EXTRACT »
▼

Near the northern end of the Valley, there is a Park and Ride lot on Broadway Road, off Route 111, with 100 parking spaces. From this location to the entrance to Old Mine Park is a hazardous 0.2 mile walk or ride along Route 111 where there is no sidewalk, and one has to cross Route 25 which has two southbound lanes and four northbound lanes, separated by a center median.

The “secret” parking at the north end is Tungsten Circle, a town road off Old Mine Road (the road into Old Mine Park). Since this is a town road outside the park, a parking sticker is not required. In 2024, there were no signs along the road to indicate street parking is banned.

Another option for Old Mine Park access is to park in the cul-de-sac at the end of Corporate Drive where 140 Corporate Drive is the nearest address. There is a gate at the end of the road that connects to an unmarked trail in Old Mine Park. From the gate is about a half mile walk along the single-track trails, some of which are unmarked, to the rail trail. For cyclists not on a mountain bike or those lacking the skills or nerve for riding single track trails, this may mean walking the bicycle the entire way. Near the fenced area for the Champion Lode, there are two trail sections where the trail drops abruptly about one to two feet, which is hazardous to someone on a bicycle. For everyone, the return involves a 150-foot gain in elevation.

I prefer for parks be open to all people, regardless of where they live. Even the wealthy Fairfield County towns of Greenwich, Darien, Westport, and others allow non-residents to park at their beaches during the off-season. I support the idea that facilities such as pools, playing fields and tennis courts be limited to the residents who pay the taxes on them. However, people should be able to park in a park without hassle and go for a walk or hike. 

Rail Trail Parking Areas Are Limited

The other nearby options for the rail trail are the shopping centers along White Plains Road, the Park and Ride lot on White Plains Road (Route 127) by the Merritt Parkway with 73 parking spaces, or the Park and Ride lot on Park Street.

Each of these had disadvantages: the shopping center is private property and getting to the rail trail heading north involves crossing Daniels Farm Road, which is busy and has a blind curve.

The Route 127 Park and Ride lot currently involves riding along 1.3 miles along a busy road with no shoulder, but it has a sidewalk in places, which is not optimal for cyclists, and a wider pathway near Route 25. That lot is too far away for most people who want to walk the rail trail, and certainly is an unpleasant walk along a busy roadway.

▲

GIVEN DATA »
▼

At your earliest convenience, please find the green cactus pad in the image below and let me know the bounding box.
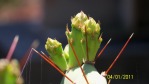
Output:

▲

PROBLEM » Decide whether each statement below agrees with the parking text, answering yes or no and quoting the words from the text that settle it. 1. The Park and Ride lot on Broadway Road has 100 parking spaces. 2. A parking sticker is needed to park on Tungsten Circle. 3. The Park and Ride lot on White Plains Road by the Merritt Parkway has 140 parking spaces.

WRITTEN RESPONSE »
1. Yes: "with 100 parking spaces"
2. No: "a parking sticker is not required"
3. No: "with 73 parking spaces"